PAGE
* Start *
Send Your Email Resume

If you are asked to send an attachment, send your resume as a PDF or a Word document depending on instructions. Sometimes employers do not accept attachments. In these cases, paste your resume into your email message as plain text. Use a simple font and remove the fancy formatting. You have no idea about employer’s email reading software

Write suitable Subject Line
Make sure to list the position you are applying for in the Subject Line of your email address, so the employer is clear as to what job you are applying for.

Check Your Email
Make sure you spell check and check your grammar and capitalization. They are just as important in email messages as in paper correspondence.

Include a signature with your contact information, so it’s easy for the hiring manager to get in touch with you.

Send a Test Email
Attach your resume, and then email yourself first to test that the formatting works. Open the attachment to ensure, you attached the right file in the right format and it opens correctly. If everything looks good, send to the employer.

Resume styles that will WIN you an interview

The real question is which style of resume will generate the most interviews? Following are the options you have…

Reverse Chronological Resume:

A reverse chronological resume is listing of your work history, with the most recent position listed first. Your jobs are listed in reverse chronological order with your current or most recent job, first. Employers typically prefer this type of resume because it’s easy to see what jobs you have held and when you have worked at them. It always pays off to understand recruiter’s requirements and stick to norm.

Functional Resume:

A functional resume lists your skills and experience, rather than your chronological work history. It is used most often by people who are changing careers or who have gaps in their employment history.
* End *
LISTED ENTRIES
* Start *
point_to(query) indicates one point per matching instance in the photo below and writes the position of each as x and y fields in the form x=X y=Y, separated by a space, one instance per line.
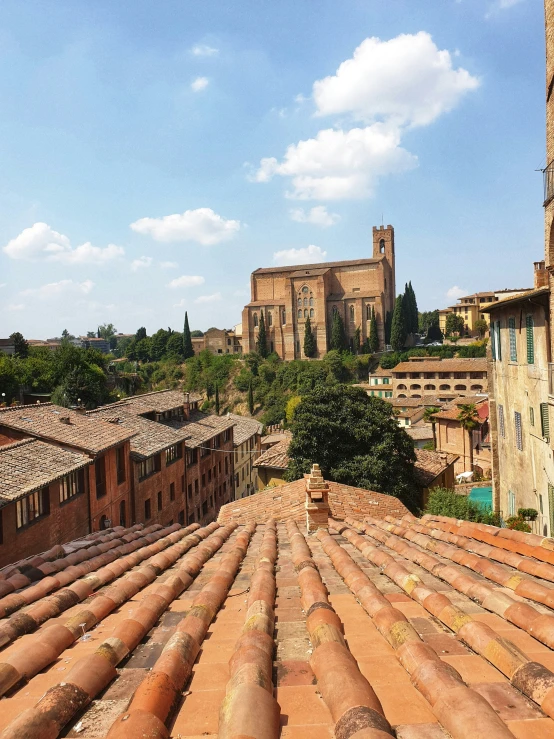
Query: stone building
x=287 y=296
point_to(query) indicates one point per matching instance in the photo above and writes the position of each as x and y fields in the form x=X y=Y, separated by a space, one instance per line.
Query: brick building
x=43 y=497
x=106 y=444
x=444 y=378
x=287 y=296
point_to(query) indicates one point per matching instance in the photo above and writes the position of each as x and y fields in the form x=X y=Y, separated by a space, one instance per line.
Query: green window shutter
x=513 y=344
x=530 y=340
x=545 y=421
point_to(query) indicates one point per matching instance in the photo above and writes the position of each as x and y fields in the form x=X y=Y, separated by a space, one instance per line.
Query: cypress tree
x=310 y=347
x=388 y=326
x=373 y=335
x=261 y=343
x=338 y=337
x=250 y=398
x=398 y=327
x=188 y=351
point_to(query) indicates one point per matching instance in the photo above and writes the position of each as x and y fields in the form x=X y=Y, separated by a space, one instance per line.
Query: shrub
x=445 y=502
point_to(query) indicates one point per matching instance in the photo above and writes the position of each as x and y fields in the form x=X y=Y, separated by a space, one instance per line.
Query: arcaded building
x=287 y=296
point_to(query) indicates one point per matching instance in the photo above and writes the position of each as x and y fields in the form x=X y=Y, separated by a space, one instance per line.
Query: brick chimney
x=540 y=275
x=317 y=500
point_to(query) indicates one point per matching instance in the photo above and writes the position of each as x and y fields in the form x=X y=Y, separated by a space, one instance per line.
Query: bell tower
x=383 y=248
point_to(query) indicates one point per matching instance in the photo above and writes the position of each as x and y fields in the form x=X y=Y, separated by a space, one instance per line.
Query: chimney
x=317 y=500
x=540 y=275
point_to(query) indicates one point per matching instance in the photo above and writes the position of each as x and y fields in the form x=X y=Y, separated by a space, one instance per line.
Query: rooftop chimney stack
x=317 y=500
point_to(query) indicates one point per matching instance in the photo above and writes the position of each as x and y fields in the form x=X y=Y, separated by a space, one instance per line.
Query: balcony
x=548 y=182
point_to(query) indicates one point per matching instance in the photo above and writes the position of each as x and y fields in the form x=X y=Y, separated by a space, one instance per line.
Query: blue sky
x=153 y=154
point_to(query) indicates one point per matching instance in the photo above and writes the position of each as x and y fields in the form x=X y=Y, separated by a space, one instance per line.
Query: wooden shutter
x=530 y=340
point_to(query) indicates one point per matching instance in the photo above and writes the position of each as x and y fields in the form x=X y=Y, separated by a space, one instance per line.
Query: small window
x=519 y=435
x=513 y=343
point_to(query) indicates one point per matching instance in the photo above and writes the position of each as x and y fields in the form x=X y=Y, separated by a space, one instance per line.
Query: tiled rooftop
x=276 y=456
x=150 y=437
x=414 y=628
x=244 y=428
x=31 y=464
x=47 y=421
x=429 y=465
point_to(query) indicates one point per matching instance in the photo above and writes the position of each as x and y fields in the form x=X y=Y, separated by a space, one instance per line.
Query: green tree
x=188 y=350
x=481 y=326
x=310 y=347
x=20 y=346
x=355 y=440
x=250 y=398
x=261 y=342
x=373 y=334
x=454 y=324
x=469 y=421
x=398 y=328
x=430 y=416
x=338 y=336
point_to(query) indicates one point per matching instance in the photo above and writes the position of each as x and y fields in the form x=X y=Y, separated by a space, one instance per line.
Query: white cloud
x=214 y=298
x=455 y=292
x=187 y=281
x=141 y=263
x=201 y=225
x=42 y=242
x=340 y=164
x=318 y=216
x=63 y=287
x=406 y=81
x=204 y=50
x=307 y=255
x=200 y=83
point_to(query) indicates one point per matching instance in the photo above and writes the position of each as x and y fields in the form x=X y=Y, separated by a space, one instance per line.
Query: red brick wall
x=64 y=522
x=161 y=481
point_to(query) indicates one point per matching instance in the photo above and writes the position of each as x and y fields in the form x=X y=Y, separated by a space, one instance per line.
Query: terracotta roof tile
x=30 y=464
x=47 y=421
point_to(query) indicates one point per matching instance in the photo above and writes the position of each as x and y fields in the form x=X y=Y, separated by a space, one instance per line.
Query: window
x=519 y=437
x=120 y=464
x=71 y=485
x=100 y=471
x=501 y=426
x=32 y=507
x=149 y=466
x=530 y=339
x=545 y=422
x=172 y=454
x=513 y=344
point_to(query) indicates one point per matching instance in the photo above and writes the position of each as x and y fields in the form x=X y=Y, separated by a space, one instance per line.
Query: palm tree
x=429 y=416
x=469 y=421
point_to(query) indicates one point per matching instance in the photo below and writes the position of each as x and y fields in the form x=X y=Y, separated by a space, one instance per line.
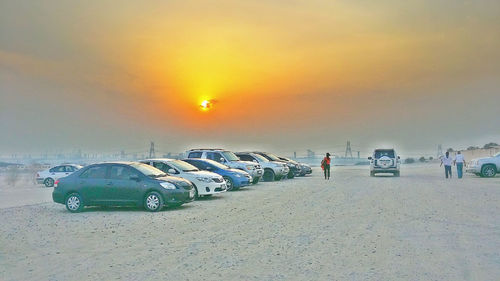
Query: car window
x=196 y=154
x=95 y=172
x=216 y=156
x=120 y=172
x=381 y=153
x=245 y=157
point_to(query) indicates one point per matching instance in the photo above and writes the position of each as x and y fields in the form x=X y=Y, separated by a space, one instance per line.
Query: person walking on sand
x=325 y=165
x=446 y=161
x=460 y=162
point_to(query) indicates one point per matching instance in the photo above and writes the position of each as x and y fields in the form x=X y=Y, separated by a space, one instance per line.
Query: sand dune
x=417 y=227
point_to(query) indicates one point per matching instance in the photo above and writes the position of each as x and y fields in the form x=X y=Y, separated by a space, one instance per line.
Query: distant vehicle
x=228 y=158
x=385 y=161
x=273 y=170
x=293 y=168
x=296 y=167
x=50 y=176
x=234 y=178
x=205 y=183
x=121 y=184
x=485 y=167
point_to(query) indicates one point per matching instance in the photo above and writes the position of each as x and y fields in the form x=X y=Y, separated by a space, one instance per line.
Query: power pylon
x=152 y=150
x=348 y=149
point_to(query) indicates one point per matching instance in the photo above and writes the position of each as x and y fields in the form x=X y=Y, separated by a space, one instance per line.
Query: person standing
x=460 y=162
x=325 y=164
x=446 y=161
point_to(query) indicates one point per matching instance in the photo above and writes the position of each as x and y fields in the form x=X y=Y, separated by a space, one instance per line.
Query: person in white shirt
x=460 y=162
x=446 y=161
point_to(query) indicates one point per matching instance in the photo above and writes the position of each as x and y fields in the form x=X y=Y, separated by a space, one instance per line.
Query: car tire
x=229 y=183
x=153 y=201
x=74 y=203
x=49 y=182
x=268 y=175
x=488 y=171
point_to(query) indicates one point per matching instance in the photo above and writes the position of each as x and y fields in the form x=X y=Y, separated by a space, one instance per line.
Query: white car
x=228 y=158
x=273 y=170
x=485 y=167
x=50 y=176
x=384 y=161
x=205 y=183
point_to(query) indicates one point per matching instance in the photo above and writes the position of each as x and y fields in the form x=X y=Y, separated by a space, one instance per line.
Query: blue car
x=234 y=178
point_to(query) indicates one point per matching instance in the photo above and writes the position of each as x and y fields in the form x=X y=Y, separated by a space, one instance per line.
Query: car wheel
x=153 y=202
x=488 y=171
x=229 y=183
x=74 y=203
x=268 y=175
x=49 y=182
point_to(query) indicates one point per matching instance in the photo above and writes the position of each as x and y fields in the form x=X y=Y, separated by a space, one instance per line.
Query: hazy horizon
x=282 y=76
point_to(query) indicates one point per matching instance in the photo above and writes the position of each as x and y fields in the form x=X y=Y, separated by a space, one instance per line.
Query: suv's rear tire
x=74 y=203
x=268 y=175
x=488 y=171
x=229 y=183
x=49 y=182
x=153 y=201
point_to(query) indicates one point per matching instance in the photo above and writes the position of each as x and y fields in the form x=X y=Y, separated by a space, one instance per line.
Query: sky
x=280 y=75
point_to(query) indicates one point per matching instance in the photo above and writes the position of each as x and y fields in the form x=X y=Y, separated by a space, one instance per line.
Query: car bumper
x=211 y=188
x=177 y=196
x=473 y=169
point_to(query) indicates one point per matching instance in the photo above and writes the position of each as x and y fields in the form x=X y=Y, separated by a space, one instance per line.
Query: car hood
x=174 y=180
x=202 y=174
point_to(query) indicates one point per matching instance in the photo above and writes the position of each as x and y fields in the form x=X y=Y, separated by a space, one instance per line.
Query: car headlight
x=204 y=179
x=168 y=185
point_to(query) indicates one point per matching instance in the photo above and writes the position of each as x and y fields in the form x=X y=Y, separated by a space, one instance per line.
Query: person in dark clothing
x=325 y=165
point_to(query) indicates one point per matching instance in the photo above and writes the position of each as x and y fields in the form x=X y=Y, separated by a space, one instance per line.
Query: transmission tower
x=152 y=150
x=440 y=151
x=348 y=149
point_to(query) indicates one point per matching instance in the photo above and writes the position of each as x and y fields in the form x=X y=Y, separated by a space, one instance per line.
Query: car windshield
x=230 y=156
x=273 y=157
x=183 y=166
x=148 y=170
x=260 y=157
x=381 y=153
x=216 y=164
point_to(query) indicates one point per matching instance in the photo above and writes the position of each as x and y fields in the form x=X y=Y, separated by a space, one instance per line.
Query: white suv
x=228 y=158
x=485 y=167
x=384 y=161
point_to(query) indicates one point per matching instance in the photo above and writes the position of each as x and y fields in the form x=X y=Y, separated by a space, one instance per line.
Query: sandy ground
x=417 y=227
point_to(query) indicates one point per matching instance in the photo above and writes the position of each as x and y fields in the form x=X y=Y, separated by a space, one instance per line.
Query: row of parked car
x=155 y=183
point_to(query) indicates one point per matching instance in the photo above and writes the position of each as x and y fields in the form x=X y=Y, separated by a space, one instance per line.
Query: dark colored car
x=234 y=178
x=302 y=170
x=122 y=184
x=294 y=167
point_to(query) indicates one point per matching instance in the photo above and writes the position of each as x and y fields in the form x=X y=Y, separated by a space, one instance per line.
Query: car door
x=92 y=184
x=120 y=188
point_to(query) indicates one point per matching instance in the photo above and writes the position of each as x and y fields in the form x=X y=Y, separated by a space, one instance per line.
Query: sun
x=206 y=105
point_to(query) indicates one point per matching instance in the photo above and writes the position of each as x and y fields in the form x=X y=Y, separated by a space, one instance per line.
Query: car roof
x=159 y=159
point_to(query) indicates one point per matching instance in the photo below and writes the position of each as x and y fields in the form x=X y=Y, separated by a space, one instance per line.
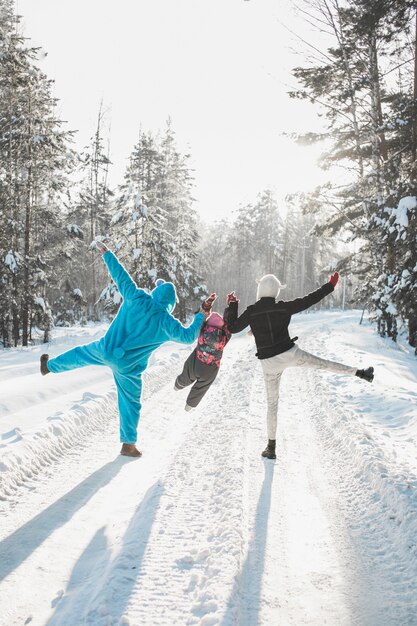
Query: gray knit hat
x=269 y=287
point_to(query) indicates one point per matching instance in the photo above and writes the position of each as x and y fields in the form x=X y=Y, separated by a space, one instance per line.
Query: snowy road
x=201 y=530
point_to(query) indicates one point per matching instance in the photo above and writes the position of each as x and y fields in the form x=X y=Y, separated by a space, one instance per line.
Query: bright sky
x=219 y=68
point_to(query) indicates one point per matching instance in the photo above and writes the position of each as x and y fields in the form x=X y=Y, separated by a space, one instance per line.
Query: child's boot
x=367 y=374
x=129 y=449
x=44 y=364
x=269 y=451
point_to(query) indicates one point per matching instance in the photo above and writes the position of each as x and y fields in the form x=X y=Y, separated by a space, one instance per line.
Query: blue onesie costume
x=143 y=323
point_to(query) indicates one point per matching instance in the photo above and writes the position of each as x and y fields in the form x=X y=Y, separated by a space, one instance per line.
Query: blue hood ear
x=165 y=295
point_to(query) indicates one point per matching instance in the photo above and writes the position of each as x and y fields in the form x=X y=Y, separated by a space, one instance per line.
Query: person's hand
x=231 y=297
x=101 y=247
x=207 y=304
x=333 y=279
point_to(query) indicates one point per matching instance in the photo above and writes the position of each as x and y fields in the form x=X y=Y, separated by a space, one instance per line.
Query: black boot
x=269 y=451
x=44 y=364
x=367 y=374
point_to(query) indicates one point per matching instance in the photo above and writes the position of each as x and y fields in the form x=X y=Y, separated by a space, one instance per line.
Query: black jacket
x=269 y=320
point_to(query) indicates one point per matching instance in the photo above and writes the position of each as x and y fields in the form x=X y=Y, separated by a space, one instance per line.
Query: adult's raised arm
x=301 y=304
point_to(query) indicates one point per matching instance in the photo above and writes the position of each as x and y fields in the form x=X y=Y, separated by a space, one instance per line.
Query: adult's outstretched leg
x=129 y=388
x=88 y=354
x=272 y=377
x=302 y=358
* End *
DIRECTIONS
1. In the resume tips text, what does the "Check Your Email" section say to check in an email message?
2. Extend the resume tips text by continuing from its last sentence.

TASK RESULTS
1. Spelling, grammar, capitalization

2.
Recruiters often bin functional resumes, as they need to know exactly what the candidate has done and where, to really be sure of candidate’s suitability to the job. There are also many employers who think that, by using functional resume an applicant wants to bury some of his details.

But there are exceptions. In cases where management is looking to hire for senior positions, they would be interested in functional resume. It can also be useful for those having practical work experience or those who are looking to move out of their domain.

Combination Resume:

A combination resume is best of both mentioned above. It lists your skills and experience first and then your employment history. This type of resume is used to highlight the skills you have that are relevant to the job you are applying for, and also provide the chronological work history that employers prefer.

Mini Resume:

With start-ups coming in and ever growing job speed dating mini resumes are becoming a new genre. A mini resume contains a brief summary of your career highlights qualifications. It is used for networking purposes or shared upon request from a prospective employer who wants an overview of your accomplishments.

Non-traditional Resume:

A web-based version of your resume may include photos, graphics, images, graphs and other visuals. This style is non-conformist and can be very useful for artists, architects, designers and scientists. Now a days it is not unusual to find this style adopted by many.